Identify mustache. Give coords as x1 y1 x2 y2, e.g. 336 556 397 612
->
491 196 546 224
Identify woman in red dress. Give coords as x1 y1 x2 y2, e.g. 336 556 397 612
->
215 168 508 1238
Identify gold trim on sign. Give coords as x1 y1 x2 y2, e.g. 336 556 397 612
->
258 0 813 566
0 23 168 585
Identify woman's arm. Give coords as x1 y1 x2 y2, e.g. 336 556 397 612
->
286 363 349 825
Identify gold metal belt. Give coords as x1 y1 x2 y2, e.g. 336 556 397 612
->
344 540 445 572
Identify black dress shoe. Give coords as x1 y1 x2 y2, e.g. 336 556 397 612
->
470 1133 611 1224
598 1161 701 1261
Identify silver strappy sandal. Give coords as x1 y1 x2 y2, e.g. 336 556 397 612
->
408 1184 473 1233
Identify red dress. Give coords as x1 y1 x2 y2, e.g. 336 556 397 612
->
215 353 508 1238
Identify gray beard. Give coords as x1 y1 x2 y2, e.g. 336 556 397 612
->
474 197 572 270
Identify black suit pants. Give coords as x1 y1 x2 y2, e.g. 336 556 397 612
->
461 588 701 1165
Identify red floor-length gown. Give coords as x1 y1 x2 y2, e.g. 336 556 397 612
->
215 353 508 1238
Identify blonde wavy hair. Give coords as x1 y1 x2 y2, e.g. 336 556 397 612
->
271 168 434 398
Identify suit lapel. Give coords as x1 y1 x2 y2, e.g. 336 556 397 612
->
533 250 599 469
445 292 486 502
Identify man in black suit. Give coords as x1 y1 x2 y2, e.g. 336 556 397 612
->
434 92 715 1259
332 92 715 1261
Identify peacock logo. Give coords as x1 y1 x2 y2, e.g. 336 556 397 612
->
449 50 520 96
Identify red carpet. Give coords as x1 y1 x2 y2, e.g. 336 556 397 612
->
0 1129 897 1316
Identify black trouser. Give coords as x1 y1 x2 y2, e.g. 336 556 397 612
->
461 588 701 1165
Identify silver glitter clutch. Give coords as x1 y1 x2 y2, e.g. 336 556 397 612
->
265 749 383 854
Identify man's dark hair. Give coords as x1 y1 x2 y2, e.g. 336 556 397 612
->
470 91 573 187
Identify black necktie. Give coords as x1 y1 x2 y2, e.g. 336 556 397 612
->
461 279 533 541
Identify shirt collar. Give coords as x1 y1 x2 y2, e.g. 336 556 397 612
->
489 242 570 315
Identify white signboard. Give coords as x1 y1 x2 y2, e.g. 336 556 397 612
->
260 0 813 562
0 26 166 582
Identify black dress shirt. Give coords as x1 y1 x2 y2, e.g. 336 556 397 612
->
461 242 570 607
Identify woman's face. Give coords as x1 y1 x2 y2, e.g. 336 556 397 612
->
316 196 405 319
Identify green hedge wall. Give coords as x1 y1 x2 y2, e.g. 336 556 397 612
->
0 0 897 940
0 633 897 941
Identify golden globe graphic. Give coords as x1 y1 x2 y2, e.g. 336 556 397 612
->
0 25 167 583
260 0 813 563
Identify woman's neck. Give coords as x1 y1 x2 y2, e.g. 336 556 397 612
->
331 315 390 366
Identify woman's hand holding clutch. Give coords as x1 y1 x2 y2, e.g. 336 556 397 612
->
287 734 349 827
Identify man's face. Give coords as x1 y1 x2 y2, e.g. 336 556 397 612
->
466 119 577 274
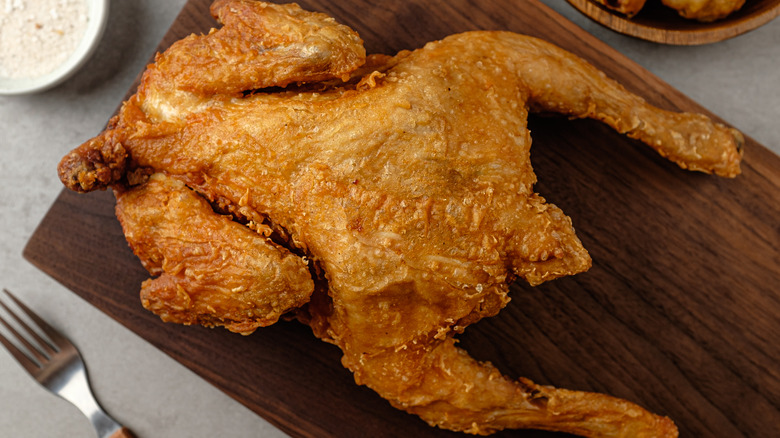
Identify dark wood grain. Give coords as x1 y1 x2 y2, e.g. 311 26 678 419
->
24 0 780 437
568 0 780 46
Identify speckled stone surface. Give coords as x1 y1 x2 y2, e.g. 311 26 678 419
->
0 0 780 438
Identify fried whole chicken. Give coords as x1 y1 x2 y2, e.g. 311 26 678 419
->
59 0 742 437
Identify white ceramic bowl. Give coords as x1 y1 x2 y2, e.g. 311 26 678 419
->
0 0 110 95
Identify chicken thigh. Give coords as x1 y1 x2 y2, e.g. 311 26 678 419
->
59 0 742 437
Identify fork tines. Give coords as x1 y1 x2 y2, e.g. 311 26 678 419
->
0 289 61 374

++++++

Collect every line in the items above that contains the word "hair", and copy each of those lines out in full.

- **Exercise result**:
Identify blonde wavy hair. Give coords as x1 y1 x2 y2, e.g. 336 556 397 612
Identify man's dark hair. Give coords as x1 y1 x2 y2, e.g. 336 556 397 612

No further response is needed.